— REQUIRED ACTIONS —
1. Decide whether each statement agrees with the eugenics post. Answer yes or no, and quote the words from the post that settle it.
(a) In Sweden, more than 62,000 people were sterilized against their will.
(b) The 1934 German "racial hygiene" laws led to the enforced sterilization of more than 100,000 individuals.
(c) Virginia Woolf wrote the quoted diary entry in 1925.
2. Answer these questions using the eugenics post:
(a) What date heads the post?
(b) Which newspaper published the article the post quotes?
(c) How many comments follow the post?

** TEXT SHOWN follows **

Wednesday, October 24, 2007

James Watson, Charles Darwin and John Scopes

With all the uproar over James Watson's recent comments on racial matters, I thought that I would point readers again to the fact that the ACLU once defended the right of a teacher to teach American high school kids similar ideas.

For some excerpts from the celebrated textbook used to teach those ideas, read here.

I am delighted to see an article in The Guardian confirming the connections between Darwinism and eugenics and Nazi Germany, which Abraham Foxman and many Darwinian proponents denied (with insults added), as discussed here and here. The article states in part:

But the writings of literary eugenicists betray their real roots: fear. In 1915 Virginia Woolf wrote in her diary: "On the towpath we met and had to pass a long line of imbeciles. It was perfectly horrible. They should certainly be killed." HG Wells openly advocated the killing of the weak by the strong, insisting that "those swarms of blacks, and brown, and dirty-white, and yellow people ... will have to go".

. . .

Fear was translated into action in many European countries and US states that adopted eugenicist sterilisation policies. In liberal Sweden, more than 62,000 people (mostly women) with physical or mental disabilities or considered to be socially "undesirable", were sterilised against their will, and the policy continued well into the 1970s. The full horror of eugenics was realised in the 1934 German "racial hygiene" laws, which led to the enforced sterilisation of more than 80,000 individuals.

Hitler's enthusiastic support of its principles established eugenics as the pariah of postwar science. But many geneticists continued to investigate the genetic basis of intelligence, creativity, sexuality and criminality.


The gratuitous anti-Americanism at the end of the article seems to come out of nowhere.

2 Comments:

At October 25, 2007 9:38 AM, Anonymous Anonymous said...

Larry, the way the Nazis justified targeting all Jews was to classify their entire "race" as genetically defective, so it technically falls under the eugenics banner. Not that it's a "correct" eugenics doctrine, mind you, but the German scientists and doctors thought it was sound enough to go forward with their horrendous work.

As far as anti-American sentiments go, eugenics was a nasty, cancerous little idea in the minds of the elites in government here, just like everywhere else. Buck v. Bell, the Tuskegee syphilis study, and probably numerous incidents we've yet to hear about have left evil stains on our nation.

The only real good to come from the Holocaust was an awakening to the horror which results from nihilistic Darwinian dogma being applied to human beings.

 
At October 25, 2007 5:19 PM, Anonymous Anonymous said...

>>>I don't think anyone bought that.<<<

Who's "anyone"? The scientists who preceded and were contemporaries of Hitler? Even the staunch Darwinians on Wikipedia must confess that.

** End of TEXT SHOWN **
** DATA EXTRACT follows **

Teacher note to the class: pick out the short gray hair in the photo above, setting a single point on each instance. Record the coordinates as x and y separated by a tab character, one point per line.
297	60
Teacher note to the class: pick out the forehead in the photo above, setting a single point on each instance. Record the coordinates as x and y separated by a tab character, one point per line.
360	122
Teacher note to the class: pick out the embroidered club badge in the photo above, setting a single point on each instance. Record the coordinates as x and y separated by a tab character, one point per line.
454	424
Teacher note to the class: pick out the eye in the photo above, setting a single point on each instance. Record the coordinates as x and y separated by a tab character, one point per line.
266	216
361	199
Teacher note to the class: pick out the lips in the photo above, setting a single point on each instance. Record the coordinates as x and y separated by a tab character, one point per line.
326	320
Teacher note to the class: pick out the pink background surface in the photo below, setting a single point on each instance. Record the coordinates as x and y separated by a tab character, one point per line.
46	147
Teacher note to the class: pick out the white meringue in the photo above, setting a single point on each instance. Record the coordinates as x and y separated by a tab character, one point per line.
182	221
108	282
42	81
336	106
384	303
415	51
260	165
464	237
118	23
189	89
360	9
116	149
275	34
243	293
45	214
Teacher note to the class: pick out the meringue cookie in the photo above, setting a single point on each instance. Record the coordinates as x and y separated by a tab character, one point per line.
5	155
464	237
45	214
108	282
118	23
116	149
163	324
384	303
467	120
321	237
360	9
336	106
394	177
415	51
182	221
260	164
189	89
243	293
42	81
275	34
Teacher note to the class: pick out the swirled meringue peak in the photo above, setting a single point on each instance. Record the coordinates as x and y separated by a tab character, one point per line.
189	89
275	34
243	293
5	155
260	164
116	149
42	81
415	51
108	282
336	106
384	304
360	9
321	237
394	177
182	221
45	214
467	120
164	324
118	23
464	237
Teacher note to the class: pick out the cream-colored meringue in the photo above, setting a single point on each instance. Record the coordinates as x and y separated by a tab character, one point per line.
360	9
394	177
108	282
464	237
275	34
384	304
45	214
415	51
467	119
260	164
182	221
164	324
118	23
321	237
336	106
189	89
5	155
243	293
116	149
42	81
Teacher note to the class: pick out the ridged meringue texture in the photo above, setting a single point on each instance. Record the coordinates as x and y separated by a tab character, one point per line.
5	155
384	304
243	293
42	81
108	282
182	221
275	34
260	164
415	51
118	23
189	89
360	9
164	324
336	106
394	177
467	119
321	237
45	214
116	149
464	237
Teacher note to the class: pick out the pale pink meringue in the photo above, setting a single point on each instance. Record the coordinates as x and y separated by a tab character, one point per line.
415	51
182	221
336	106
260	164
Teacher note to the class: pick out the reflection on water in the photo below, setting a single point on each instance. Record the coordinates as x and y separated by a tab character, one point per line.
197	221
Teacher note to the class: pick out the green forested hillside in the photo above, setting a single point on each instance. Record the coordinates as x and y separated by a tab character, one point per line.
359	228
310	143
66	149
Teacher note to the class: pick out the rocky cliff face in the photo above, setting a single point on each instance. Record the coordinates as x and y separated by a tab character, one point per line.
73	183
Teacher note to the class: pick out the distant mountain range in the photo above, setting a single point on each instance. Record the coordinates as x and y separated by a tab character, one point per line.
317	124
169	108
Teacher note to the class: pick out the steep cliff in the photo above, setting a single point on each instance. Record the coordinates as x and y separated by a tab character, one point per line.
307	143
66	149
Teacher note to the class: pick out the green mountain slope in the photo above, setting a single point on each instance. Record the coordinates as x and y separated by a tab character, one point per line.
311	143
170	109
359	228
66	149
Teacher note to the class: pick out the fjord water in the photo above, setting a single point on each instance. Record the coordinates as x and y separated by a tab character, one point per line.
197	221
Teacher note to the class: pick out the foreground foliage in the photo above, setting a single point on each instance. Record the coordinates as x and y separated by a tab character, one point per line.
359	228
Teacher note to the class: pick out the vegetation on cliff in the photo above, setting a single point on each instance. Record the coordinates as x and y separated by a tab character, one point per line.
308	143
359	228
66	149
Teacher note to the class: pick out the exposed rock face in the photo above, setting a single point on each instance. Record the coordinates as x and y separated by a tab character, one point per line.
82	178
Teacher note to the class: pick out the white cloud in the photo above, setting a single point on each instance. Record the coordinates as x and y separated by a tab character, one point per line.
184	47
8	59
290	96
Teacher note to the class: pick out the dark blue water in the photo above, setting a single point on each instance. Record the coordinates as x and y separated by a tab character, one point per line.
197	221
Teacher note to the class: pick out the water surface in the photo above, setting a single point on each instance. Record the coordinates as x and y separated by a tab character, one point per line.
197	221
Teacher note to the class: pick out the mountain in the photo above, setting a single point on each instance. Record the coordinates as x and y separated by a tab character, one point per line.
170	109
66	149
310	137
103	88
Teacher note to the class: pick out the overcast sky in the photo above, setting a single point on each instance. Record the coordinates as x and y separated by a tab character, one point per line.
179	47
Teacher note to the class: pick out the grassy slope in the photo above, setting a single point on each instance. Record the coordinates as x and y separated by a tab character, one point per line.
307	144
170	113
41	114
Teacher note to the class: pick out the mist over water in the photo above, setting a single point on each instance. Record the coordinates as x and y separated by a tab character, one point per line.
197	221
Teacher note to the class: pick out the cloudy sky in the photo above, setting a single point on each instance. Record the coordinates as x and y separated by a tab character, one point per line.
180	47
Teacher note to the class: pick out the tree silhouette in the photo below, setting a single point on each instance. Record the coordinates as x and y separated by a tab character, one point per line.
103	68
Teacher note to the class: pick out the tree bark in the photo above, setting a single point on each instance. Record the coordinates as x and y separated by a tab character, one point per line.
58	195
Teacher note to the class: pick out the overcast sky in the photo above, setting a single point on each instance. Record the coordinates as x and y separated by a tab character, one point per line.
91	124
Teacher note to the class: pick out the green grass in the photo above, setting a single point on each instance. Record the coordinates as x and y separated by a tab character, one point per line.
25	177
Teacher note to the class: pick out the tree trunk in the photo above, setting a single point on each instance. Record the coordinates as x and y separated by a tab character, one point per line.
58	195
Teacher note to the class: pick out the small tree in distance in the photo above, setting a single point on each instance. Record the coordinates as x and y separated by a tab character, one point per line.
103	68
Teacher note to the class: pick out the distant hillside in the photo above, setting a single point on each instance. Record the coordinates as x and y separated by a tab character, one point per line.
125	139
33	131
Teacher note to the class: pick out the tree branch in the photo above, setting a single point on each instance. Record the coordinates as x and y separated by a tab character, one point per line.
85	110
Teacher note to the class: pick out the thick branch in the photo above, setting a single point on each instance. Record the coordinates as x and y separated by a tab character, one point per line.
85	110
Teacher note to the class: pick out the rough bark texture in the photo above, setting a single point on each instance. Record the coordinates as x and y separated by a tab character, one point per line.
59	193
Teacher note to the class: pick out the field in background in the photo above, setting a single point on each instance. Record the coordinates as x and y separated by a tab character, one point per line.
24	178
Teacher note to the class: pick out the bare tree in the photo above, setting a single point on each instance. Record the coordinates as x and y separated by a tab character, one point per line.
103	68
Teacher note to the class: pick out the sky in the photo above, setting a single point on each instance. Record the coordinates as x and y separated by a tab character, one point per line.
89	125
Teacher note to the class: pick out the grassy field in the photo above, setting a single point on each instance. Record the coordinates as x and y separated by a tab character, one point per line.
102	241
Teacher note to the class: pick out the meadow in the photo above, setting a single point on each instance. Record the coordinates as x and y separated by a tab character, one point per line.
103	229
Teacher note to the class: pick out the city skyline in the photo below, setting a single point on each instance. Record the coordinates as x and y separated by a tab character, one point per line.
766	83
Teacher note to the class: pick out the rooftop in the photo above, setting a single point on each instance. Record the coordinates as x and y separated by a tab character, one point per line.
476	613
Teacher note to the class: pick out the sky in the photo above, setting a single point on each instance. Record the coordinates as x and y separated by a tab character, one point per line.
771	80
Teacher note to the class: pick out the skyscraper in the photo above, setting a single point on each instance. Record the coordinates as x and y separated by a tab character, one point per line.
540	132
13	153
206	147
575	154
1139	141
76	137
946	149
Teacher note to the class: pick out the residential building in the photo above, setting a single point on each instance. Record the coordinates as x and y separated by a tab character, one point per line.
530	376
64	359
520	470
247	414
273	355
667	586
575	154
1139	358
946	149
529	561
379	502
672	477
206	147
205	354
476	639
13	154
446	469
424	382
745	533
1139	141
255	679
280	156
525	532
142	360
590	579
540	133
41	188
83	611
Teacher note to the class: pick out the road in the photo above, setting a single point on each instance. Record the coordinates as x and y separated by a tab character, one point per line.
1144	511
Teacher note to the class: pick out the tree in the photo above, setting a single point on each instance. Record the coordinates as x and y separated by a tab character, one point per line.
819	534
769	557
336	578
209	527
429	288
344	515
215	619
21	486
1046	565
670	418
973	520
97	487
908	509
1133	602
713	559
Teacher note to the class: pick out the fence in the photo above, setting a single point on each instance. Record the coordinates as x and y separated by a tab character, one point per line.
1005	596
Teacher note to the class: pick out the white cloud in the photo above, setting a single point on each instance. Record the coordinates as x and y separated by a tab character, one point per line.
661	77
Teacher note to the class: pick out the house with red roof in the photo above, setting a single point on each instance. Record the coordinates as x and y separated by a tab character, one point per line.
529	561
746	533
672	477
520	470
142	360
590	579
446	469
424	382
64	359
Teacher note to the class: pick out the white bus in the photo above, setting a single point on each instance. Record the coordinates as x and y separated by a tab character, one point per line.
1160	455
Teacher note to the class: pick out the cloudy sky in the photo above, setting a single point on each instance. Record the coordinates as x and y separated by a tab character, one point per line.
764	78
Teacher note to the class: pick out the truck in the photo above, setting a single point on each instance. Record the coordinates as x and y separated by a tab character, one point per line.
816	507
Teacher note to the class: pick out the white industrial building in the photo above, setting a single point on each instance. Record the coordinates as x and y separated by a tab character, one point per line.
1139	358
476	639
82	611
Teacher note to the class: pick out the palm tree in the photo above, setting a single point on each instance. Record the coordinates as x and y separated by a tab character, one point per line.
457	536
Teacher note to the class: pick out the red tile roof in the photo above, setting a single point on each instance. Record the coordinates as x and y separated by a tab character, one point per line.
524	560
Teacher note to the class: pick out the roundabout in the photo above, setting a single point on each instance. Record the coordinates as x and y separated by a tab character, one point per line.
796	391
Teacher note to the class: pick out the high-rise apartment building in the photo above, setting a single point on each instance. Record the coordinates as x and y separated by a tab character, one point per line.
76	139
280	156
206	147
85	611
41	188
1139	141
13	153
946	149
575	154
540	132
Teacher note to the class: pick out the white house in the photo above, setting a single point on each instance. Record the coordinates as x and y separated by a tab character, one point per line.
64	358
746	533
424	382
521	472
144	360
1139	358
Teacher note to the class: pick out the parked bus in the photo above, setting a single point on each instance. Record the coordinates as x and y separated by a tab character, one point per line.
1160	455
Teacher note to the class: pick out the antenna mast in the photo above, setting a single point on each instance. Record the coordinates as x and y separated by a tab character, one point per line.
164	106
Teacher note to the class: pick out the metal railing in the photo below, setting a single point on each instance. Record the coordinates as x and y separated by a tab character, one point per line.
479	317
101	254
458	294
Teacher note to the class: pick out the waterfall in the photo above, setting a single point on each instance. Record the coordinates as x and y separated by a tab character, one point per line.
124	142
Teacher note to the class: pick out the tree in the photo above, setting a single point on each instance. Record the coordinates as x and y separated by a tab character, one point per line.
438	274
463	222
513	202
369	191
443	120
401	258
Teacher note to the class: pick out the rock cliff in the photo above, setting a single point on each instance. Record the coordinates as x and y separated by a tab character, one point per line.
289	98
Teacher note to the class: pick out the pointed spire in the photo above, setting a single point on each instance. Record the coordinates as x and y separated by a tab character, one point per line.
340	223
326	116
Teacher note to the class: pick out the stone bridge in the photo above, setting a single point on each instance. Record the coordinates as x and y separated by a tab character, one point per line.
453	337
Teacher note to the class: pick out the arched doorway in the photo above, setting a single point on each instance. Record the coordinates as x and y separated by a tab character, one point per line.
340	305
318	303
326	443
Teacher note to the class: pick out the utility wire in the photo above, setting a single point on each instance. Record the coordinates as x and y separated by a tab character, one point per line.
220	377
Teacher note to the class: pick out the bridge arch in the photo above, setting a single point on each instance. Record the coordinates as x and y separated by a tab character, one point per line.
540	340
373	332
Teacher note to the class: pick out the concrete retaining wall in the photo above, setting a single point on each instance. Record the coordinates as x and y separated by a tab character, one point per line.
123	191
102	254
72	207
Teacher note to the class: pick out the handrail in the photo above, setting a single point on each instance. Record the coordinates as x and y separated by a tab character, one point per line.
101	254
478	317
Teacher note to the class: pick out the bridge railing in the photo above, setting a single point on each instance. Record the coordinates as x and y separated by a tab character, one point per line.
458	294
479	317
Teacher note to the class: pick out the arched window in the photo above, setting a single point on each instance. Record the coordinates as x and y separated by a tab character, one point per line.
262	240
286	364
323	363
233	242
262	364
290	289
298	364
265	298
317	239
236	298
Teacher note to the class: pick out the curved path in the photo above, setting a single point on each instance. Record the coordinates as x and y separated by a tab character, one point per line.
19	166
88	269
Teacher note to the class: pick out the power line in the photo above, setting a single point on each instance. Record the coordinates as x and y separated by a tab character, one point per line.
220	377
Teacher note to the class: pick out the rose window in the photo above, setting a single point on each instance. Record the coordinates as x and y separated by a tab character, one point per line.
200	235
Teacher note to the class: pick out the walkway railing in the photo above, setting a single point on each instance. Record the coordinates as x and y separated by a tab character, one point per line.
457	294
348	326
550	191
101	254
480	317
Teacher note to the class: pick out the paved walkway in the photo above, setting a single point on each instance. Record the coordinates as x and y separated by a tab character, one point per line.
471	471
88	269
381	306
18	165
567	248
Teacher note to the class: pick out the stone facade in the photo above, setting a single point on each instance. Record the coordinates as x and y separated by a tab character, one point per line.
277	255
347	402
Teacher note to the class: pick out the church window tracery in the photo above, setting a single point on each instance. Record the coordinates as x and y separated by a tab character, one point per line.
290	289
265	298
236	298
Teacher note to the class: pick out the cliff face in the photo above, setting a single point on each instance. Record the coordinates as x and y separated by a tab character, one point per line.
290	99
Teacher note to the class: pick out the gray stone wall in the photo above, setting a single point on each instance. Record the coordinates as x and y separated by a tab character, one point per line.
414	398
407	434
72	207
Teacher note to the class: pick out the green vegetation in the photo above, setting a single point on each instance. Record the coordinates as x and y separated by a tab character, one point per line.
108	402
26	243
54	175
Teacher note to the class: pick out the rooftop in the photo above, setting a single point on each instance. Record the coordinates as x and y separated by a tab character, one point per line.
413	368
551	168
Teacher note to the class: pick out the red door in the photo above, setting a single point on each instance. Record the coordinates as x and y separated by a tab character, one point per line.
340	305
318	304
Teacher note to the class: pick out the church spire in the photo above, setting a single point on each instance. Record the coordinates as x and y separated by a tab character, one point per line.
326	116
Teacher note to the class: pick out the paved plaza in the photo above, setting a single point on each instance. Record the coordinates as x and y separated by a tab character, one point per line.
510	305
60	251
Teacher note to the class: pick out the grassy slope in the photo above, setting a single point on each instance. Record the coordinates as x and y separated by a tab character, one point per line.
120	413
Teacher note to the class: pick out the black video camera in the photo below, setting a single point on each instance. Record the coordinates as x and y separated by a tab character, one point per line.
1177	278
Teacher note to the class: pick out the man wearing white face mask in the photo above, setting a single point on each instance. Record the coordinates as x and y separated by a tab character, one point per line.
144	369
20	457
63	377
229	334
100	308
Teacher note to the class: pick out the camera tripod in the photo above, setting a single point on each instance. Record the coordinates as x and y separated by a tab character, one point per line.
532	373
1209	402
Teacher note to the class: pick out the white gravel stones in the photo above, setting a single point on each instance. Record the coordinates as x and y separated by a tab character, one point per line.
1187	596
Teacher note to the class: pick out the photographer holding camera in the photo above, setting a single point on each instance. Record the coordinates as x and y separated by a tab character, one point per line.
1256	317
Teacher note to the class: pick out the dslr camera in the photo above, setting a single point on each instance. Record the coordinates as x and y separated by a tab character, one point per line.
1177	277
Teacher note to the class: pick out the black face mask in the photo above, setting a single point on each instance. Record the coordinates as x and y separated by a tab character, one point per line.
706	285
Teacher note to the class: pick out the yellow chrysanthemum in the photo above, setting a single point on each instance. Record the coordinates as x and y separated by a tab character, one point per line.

** End of DATA EXTRACT **

— RESPONSES IN ORDER —
1.
(a) Yes: "In liberal Sweden, more than 62,000 people (mostly women) with physical or mental disabilities or considered to be socially "undesirable", were sterilised against their will"
(b) No: "which led to the enforced sterilisation of more than 80,000 individuals"
(c) No: "In 1915 Virginia Woolf wrote in her diary"

2.
(a) Wednesday, October 24, 2007
(b) The Guardian
(c) Two